Segmentation mask items:
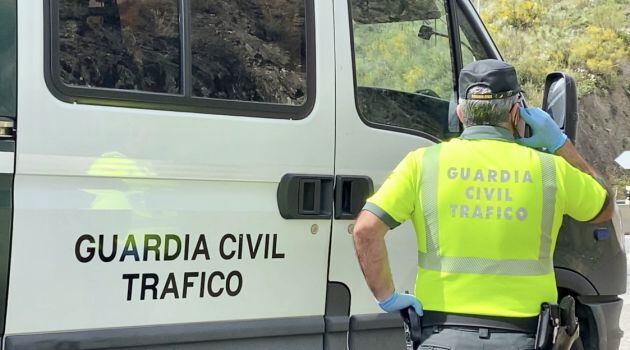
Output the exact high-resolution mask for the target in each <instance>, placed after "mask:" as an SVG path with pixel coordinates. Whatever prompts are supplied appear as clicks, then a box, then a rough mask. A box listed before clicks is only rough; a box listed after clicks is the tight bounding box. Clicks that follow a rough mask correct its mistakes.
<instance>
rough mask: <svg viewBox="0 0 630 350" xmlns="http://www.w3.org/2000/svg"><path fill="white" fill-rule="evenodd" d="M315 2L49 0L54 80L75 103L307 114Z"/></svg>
mask: <svg viewBox="0 0 630 350" xmlns="http://www.w3.org/2000/svg"><path fill="white" fill-rule="evenodd" d="M313 1H314V0H283V1H269V0H249V1H216V0H194V1H188V0H186V1H184V0H51V1H46V2H44V3H45V6H46V8H47V9H48V10H49V12H50V15H49V17H47V18H46V21H47V24H46V27H47V28H51V31H50V32H47V36H48V40H49V45H50V46H48V47H47V53H48V54H49V61H48V62H47V64H46V76H47V79H46V82H47V84H48V87H49V88H50V90H51V92H53V94H55V95H56V96H57V97H58V98H60V99H61V100H64V101H67V102H76V103H87V104H105V105H113V106H124V107H136V108H151V109H165V110H182V111H193V112H202V113H204V112H205V113H208V112H209V113H220V114H227V115H237V116H238V115H243V116H254V117H268V118H286V119H301V118H304V117H306V116H307V115H308V114H309V113H310V111H311V109H312V107H313V104H314V97H315V34H314V20H313V16H312V14H313V12H314V9H313V8H314V4H313Z"/></svg>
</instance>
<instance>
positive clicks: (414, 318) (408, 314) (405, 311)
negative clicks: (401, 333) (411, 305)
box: [400, 307, 422, 350]
mask: <svg viewBox="0 0 630 350" xmlns="http://www.w3.org/2000/svg"><path fill="white" fill-rule="evenodd" d="M400 316H402V318H403V321H404V322H405V324H404V327H405V340H406V342H407V348H408V349H409V347H411V348H412V349H414V350H416V349H418V348H419V347H420V341H421V340H422V317H420V316H418V314H417V313H416V310H415V309H414V308H413V307H408V308H406V309H402V310H400Z"/></svg>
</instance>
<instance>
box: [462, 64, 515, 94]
mask: <svg viewBox="0 0 630 350" xmlns="http://www.w3.org/2000/svg"><path fill="white" fill-rule="evenodd" d="M475 86H483V87H486V88H488V89H490V91H492V93H487V94H477V93H475V94H470V93H468V91H469V90H470V88H472V87H475ZM519 92H521V86H520V85H519V83H518V79H517V78H516V70H515V69H514V67H513V66H511V65H509V64H507V63H505V62H503V61H499V60H494V59H488V60H480V61H475V62H472V63H469V64H467V65H466V66H465V67H464V68H463V69H462V71H461V72H460V73H459V97H460V98H463V99H466V100H494V99H500V98H507V97H510V96H514V95H516V94H518V93H519Z"/></svg>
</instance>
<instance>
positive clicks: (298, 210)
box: [277, 174, 333, 219]
mask: <svg viewBox="0 0 630 350" xmlns="http://www.w3.org/2000/svg"><path fill="white" fill-rule="evenodd" d="M277 200H278V209H279V210H280V215H282V217H283V218H285V219H330V218H331V217H332V202H333V177H332V176H330V175H300V174H286V175H284V176H283V177H282V180H280V185H278V192H277Z"/></svg>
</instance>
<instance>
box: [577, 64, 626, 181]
mask: <svg viewBox="0 0 630 350" xmlns="http://www.w3.org/2000/svg"><path fill="white" fill-rule="evenodd" d="M578 84H579V82H578ZM577 146H578V150H579V151H580V152H581V153H582V154H583V155H584V157H585V158H586V159H587V160H588V161H589V162H590V163H591V164H593V166H594V167H595V168H597V169H598V170H599V171H601V172H602V173H603V174H605V175H606V177H607V178H608V179H610V181H611V182H612V183H614V184H616V185H617V186H622V185H630V170H623V169H622V168H621V167H620V166H619V165H618V164H617V163H615V162H614V161H613V160H614V159H615V158H616V157H617V156H619V155H620V154H621V152H623V151H626V150H627V151H630V63H626V64H624V65H623V66H622V67H621V74H620V79H619V84H617V85H615V86H613V87H612V88H611V89H609V90H597V91H596V92H594V93H591V94H589V95H586V96H584V97H583V98H581V99H580V119H579V123H578V136H577Z"/></svg>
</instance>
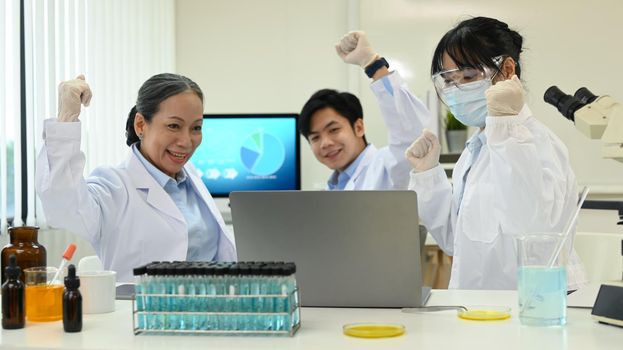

- **To do**
Write out every item above again word for word, leaving out the pictures.

- **Exercise output**
Output the exact high-resolution mask for the target in each <instance>, placed after "mask:" as an SVG path with pixel coordinates. Whatever prompts are supplied appear as clicks, then a box, then a rough mask. A box listed before clicks is only rough; a box listed after clicks is the tight bounding box. Clicks that follow a rough mask correct its mistakes.
<instance>
rough mask: <svg viewBox="0 0 630 350" xmlns="http://www.w3.org/2000/svg"><path fill="white" fill-rule="evenodd" d="M315 2L49 0L54 80L75 103L307 114Z"/></svg>
mask: <svg viewBox="0 0 630 350" xmlns="http://www.w3.org/2000/svg"><path fill="white" fill-rule="evenodd" d="M313 1H314V0H283V1H269V0H249V1H216V0H194V1H188V0H186V1H184V0H51V1H46V2H44V3H45V6H46V8H47V9H48V10H49V12H50V15H49V17H47V18H46V21H47V24H46V27H47V28H51V31H50V32H47V36H48V40H49V45H50V46H48V47H47V53H48V54H49V61H48V62H47V64H46V76H47V79H46V82H47V84H48V87H49V88H50V90H51V92H53V94H55V95H56V96H57V97H58V98H60V99H61V100H64V101H67V102H76V103H87V104H105V105H113V106H124V107H136V108H151V109H165V110H182V111H193V112H202V113H204V112H205V113H208V112H209V113H220V114H227V115H237V116H238V115H243V116H254V117H268V118H286V119H301V118H304V117H306V116H307V115H308V114H309V113H310V111H311V109H312V107H313V104H314V97H315V34H314V20H313V16H312V14H313V12H314V9H313V8H314V4H313Z"/></svg>
</instance>
<instance>
positive clicks: (414, 318) (408, 314) (405, 311)
negative clicks: (401, 333) (411, 305)
box: [400, 307, 422, 350]
mask: <svg viewBox="0 0 630 350" xmlns="http://www.w3.org/2000/svg"><path fill="white" fill-rule="evenodd" d="M400 316H402V318H403V321H404V322H405V324H404V327H405V340H406V342H407V348H408V349H409V347H411V348H412V349H414V350H416V349H418V348H419V347H420V341H421V340H422V317H420V316H418V314H417V313H416V310H415V309H414V308H413V307H408V308H406V309H402V310H400Z"/></svg>
</instance>
<instance>
box: [462, 64, 515, 94]
mask: <svg viewBox="0 0 630 350" xmlns="http://www.w3.org/2000/svg"><path fill="white" fill-rule="evenodd" d="M475 86H483V87H486V88H488V89H490V91H492V93H487V94H477V93H475V94H470V93H468V91H469V90H470V88H472V87H475ZM519 92H521V86H520V85H519V83H518V79H517V78H516V70H515V69H514V67H513V66H511V65H509V64H507V63H505V62H503V61H499V60H494V59H488V60H480V61H475V62H472V63H469V64H467V65H466V66H465V67H464V68H463V69H462V71H461V72H460V73H459V97H460V98H463V99H466V100H494V99H500V98H507V97H510V96H514V95H516V94H518V93H519Z"/></svg>
</instance>
<instance>
positive clicks: (298, 210)
box: [277, 174, 333, 219]
mask: <svg viewBox="0 0 630 350" xmlns="http://www.w3.org/2000/svg"><path fill="white" fill-rule="evenodd" d="M277 200H278V209H279V210H280V215H282V217H283V218H285V219H330V218H331V217H332V202H333V177H332V176H330V175H300V174H286V175H284V176H283V177H282V180H280V185H278V192H277Z"/></svg>
</instance>
<instance>
box: [577, 64, 626, 181]
mask: <svg viewBox="0 0 630 350" xmlns="http://www.w3.org/2000/svg"><path fill="white" fill-rule="evenodd" d="M578 84H579V82H578ZM577 146H578V150H579V151H580V152H581V153H582V154H583V155H584V157H585V158H586V159H587V160H588V161H589V162H590V163H591V164H593V166H594V167H595V168H597V169H598V170H599V171H601V172H602V173H603V174H605V175H606V177H607V178H608V179H610V181H611V182H612V183H614V184H616V185H617V186H622V185H630V170H623V169H622V168H621V167H620V166H619V165H618V164H617V163H615V162H614V161H613V160H614V159H615V158H616V157H617V156H619V155H620V154H621V152H623V151H626V150H627V151H630V63H626V64H624V65H623V66H622V67H621V74H620V79H619V84H617V85H615V86H613V87H612V88H611V89H609V90H597V91H596V92H594V93H591V94H589V95H586V96H584V97H583V98H581V99H580V119H579V123H578V136H577Z"/></svg>
</instance>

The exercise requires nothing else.